**GIVEN PROBLEM:** In the entries below, render everything from the line containing "Where can the leather" down to the line containing "x=1062, y=355", both ends included, as a JSON list of strings, one string per line, with blank lines left out.

**DATA FOR THIS EXERCISE:**
start

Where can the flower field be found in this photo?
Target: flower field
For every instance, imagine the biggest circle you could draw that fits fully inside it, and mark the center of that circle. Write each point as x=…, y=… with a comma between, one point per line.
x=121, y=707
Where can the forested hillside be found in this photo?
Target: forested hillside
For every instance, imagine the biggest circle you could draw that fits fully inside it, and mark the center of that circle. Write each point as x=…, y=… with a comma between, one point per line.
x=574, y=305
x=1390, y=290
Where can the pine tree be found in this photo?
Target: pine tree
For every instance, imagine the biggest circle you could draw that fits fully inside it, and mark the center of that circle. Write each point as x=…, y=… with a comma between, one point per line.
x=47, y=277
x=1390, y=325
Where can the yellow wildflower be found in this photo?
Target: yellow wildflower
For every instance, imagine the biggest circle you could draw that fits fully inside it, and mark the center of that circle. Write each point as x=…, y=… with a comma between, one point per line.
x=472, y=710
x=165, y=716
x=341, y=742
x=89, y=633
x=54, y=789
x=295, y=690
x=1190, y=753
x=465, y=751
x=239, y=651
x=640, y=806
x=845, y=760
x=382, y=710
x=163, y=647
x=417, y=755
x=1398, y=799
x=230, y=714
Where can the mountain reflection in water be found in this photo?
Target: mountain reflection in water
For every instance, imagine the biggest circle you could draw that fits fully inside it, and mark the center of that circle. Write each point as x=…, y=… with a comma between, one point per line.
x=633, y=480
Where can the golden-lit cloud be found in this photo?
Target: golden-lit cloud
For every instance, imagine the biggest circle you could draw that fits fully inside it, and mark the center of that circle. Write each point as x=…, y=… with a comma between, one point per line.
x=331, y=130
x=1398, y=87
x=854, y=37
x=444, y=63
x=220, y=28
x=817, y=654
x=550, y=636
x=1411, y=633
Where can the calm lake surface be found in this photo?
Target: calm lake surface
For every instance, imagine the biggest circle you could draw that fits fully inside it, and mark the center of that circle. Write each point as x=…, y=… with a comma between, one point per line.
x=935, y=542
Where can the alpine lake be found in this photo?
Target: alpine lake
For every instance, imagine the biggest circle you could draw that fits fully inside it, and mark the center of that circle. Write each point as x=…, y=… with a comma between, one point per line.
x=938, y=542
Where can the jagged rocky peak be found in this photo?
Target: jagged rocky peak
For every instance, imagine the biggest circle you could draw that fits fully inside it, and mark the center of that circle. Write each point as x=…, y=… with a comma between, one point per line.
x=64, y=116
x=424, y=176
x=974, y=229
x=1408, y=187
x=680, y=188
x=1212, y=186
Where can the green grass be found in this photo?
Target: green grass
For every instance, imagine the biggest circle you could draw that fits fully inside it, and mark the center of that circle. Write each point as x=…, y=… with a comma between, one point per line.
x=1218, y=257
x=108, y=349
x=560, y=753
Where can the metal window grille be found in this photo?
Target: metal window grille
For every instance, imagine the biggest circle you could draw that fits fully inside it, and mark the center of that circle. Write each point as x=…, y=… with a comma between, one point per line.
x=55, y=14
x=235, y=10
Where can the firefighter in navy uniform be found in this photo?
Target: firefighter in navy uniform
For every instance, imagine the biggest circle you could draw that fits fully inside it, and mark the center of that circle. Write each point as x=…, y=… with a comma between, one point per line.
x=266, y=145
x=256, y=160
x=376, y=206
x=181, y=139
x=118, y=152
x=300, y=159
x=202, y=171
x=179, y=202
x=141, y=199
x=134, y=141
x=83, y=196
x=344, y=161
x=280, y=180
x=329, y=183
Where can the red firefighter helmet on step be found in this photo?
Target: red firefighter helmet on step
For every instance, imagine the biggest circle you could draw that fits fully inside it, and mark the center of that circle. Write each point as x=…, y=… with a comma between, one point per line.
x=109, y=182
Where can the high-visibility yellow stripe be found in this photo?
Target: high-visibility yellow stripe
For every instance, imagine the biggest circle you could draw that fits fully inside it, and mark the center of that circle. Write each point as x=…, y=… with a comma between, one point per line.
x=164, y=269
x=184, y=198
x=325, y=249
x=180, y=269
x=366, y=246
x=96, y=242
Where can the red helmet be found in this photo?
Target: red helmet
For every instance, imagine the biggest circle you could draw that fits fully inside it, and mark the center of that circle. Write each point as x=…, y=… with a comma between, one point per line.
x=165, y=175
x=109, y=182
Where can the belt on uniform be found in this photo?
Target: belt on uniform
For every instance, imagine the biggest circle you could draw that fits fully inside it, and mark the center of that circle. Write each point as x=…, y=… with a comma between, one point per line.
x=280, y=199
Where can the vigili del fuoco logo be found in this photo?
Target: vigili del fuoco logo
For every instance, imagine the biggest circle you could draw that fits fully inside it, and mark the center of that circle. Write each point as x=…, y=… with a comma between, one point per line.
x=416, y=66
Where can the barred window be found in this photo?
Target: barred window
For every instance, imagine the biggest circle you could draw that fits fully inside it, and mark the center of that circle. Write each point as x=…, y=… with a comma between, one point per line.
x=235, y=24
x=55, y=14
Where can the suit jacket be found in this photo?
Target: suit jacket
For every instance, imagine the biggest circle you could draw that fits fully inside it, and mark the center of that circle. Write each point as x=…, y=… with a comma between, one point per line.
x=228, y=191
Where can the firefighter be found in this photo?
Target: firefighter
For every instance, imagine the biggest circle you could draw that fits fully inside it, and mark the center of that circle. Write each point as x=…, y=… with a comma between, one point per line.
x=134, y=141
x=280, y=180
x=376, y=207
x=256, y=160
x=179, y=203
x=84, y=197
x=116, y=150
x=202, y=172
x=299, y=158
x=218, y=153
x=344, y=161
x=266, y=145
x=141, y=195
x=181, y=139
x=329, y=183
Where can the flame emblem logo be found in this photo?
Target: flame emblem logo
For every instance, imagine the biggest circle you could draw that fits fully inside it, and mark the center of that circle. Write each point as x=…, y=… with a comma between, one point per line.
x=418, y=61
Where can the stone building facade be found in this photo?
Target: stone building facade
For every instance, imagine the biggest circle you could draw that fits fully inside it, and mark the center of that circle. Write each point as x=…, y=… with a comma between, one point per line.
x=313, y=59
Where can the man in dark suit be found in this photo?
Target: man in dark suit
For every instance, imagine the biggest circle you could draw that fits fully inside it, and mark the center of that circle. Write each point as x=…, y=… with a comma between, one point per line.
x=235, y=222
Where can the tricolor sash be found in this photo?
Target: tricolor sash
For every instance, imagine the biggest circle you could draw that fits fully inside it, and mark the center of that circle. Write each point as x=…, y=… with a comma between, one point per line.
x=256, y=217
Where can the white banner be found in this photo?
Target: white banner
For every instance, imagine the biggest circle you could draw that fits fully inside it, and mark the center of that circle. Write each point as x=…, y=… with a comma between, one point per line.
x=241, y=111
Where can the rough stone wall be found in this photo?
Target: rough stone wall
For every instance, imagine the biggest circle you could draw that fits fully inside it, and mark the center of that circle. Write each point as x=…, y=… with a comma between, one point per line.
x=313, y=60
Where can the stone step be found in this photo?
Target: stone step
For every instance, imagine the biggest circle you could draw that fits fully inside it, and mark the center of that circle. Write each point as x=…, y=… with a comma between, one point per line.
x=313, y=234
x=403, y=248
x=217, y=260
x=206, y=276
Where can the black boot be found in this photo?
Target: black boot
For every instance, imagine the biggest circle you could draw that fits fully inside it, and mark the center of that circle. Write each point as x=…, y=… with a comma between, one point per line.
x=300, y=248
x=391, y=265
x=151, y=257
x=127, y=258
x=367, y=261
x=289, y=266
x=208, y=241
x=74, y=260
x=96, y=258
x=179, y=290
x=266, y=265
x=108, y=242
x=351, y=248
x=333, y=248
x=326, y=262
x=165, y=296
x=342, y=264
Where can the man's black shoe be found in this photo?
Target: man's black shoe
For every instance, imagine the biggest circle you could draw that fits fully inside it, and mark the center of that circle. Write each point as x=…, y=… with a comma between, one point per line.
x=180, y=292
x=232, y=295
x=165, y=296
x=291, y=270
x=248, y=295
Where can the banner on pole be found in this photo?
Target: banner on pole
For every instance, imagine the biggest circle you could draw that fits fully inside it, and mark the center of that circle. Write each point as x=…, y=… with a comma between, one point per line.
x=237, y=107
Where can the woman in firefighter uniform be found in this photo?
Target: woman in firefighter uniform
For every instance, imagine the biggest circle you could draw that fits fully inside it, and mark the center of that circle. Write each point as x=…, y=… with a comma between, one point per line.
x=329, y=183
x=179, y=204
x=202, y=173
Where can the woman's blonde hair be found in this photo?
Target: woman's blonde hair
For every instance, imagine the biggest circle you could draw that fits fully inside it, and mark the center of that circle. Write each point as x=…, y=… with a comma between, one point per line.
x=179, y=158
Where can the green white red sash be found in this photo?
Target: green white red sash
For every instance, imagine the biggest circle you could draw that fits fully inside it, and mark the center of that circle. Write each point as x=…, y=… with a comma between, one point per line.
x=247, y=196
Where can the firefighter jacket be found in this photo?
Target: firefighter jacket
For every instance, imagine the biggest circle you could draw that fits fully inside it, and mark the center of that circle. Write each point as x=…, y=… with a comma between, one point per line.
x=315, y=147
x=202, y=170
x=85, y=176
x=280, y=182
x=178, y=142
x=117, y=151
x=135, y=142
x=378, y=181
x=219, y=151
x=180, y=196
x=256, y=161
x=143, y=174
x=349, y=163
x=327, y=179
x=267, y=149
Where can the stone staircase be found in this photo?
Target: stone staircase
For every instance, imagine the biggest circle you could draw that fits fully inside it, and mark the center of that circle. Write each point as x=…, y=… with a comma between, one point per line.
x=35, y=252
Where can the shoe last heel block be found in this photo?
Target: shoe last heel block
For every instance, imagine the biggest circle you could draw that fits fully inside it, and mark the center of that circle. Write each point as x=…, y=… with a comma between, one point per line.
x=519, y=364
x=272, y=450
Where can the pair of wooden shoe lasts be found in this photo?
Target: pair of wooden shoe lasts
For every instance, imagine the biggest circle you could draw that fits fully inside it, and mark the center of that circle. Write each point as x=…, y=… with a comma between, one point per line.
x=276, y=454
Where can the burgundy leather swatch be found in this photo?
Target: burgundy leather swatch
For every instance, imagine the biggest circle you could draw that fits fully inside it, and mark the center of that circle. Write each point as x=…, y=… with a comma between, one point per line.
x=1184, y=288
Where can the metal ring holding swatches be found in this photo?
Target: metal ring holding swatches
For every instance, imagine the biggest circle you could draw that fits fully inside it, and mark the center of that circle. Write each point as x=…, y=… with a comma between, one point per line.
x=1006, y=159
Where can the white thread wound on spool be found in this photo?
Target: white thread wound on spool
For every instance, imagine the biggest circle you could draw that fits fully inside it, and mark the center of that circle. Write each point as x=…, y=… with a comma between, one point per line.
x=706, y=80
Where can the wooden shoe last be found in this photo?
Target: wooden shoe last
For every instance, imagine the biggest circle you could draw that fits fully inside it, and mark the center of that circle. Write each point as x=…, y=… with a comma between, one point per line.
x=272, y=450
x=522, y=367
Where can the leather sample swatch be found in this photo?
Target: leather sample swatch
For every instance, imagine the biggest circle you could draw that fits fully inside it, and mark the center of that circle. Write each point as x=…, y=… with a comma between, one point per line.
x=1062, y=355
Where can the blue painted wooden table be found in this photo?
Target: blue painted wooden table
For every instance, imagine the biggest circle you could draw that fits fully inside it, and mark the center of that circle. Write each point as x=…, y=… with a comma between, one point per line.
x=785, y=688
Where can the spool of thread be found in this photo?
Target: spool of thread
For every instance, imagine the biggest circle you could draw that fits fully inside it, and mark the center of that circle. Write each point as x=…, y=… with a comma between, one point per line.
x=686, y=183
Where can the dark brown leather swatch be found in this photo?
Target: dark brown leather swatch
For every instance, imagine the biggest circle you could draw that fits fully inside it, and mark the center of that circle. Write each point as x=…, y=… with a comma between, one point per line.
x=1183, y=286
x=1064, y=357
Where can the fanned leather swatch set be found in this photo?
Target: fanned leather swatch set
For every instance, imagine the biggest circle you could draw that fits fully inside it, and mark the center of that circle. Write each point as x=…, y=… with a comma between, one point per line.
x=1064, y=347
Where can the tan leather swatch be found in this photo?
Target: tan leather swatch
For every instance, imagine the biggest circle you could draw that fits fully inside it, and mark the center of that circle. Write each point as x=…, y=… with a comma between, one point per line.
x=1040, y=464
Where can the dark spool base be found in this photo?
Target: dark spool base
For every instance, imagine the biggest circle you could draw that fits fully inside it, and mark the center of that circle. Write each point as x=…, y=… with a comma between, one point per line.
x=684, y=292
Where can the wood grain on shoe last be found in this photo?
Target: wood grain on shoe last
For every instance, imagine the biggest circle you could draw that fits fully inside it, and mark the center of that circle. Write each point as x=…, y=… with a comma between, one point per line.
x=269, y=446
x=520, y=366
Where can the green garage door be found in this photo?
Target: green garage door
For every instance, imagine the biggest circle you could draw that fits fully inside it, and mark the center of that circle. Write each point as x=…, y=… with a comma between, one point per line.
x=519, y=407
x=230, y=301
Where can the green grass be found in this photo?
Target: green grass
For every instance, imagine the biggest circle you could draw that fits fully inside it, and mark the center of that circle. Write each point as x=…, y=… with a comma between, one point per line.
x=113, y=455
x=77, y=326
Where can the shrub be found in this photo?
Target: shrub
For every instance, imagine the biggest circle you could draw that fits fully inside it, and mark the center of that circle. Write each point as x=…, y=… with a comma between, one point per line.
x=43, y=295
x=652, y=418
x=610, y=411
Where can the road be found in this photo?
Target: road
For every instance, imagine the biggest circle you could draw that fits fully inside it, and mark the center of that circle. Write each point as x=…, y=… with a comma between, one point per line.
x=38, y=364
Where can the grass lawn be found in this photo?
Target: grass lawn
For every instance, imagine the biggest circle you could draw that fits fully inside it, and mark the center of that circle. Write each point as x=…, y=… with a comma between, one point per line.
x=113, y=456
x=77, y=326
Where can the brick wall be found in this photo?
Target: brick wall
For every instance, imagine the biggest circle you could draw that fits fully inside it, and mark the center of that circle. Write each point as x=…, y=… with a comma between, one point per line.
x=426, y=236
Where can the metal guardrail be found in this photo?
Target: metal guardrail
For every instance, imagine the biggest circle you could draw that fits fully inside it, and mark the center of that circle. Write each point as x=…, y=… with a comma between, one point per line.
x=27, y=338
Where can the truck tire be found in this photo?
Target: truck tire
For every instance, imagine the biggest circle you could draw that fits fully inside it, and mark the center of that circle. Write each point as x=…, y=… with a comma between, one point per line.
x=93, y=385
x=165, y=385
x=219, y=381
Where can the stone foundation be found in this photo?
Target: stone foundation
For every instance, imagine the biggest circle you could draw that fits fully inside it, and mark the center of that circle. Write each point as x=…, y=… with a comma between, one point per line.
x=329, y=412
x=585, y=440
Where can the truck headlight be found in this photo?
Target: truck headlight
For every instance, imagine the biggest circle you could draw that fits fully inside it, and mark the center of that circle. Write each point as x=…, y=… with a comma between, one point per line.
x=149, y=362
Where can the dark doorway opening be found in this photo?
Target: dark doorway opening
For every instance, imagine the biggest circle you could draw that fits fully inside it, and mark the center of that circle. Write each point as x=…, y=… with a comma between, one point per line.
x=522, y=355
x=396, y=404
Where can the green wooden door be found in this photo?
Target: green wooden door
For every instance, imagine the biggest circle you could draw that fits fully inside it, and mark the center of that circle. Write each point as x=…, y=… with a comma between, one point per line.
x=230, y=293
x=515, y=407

end

**RESULT FOR THIS TASK:**
[
  "Where can the leather sample swatch be found in this photo?",
  "Target: leather sample swatch",
  "For every instance, imagine the biggest circle you could draw that fits fully inside it, and mark the center of that circle. Write each point as x=…, y=… with a comma between, one point per line.",
  "x=1062, y=355"
]